Instruction A. Count the lines in the records that contain the string "cushion", treating uppercase and lowercase as different, and reply with the number alone.

Source text.

□ □ □ □ □

# BSA 904 ACP rescued from a skip!



## vintagebicycleman (Nov 15, 2018)

I recently bought this rather rough c.1945/6 BSA 904 ACP from a guy who found it in a skip in Scotland. I had been looking for one for a while with no luck. BSA Airborne bikes are a bit of a passion of mine as my grandfather was a Royal Marines Commando in the Second World War. I so far had a 1st and 2nd pattern airborne and a Post War Danish version so an ACP was the last adult sized para bike I needed for my collection.
Unfortunatley for me, I overpaid for the bike and then had to get it from Scotland to Kent in England by courier. I plan to leave the paintwork on the bike original for the time being as I don't have the funds to put into a full restoration. I have found some substitute parts and will be doing the usual service items, along with re-building both wheels. I am going to attempt to do this myself having only repaired existing wheels before not built them from scratch. 



Here she is after light clean and an oily rag over what's left of  the paintwork. I have fitted the chainguard from a 1951 BSA ladies bike as it was the same colour and also an old BSA shifter cover I had in my spares box. I have the mudguards from the ladies bike too which I will fit as a temporary until some original guards can be found. When I have all the original Spec parts I will probably look at re-doing the paint and chrome.


----------



## manuel rivera (Nov 15, 2018)

Cool bike!


----------



## Barto (Nov 15, 2018)

NICE!!  Very cool look and lines to this bike!!

□ □ □ □ □

Data for this task.

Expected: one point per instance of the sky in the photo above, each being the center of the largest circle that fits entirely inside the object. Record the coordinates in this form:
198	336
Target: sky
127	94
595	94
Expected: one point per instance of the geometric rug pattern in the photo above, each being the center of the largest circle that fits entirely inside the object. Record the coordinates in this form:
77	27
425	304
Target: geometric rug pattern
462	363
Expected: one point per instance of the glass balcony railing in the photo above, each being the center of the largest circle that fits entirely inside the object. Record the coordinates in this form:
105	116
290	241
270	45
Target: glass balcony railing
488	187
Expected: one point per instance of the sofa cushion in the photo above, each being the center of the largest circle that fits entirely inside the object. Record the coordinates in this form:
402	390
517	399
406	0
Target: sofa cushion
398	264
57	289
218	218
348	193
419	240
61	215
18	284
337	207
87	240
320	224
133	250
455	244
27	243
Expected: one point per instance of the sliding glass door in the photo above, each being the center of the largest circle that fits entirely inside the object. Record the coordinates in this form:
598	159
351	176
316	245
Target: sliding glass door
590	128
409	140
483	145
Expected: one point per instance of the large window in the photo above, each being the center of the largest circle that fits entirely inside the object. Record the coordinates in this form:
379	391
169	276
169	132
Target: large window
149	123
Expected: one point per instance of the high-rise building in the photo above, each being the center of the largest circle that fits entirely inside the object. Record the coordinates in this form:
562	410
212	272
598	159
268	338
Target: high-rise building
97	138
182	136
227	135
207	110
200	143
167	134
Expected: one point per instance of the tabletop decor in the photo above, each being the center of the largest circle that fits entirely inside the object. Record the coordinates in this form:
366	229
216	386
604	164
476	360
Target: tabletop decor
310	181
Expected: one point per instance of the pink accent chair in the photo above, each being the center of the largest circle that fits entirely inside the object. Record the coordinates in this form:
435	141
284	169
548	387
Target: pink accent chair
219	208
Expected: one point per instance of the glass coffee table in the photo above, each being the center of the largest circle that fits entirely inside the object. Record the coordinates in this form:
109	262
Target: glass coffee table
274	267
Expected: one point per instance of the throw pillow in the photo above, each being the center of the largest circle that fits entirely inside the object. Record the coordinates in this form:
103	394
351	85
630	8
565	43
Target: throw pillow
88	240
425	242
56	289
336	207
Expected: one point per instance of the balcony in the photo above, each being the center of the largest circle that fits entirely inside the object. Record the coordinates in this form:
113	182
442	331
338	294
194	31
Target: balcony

□ □ □ □ □

Instruction B. Pick up the forum thread about the rescued BSA 904 ACP after its last post and continue it.

Written reply A. 2

Written reply B.
----------



## Frank and Pam Skid Kings (Nov 15, 2018)

Love it as is. Great score, no matter what it cost. You saved a cool bike !


----------



## bricycle (Nov 15, 2018)

just in case you didn't know either "Skip": A large open-topped rubbish bin, designed to be lifted onto the back of a truck


----------



## vintagebicycleman (Nov 15, 2018)

bricycle said:


> just in case you didn't know either "Skip": A large open-topped rubbish bin, designed to be lifted onto the back of a truck



In US english 'Dumpster'?


----------



## Sven (Nov 15, 2018)

Super nice find and recovery. Keep us posted on your progress.
I learn the term "skip"  from watching  Kim And Aggie as well as " Obsessive Compulsive Cleaners" on BBC.  I like educational TV.


----------



## vintagebicycleman (Nov 24, 2018)

Bit of an update guys, ive fitted the mudguards from the '51 BSA ladies and re-built the front wheel. Original hub, good used dunlop rim and new spokes.


----------



## anders1 (Nov 28, 2018)

Cool project!!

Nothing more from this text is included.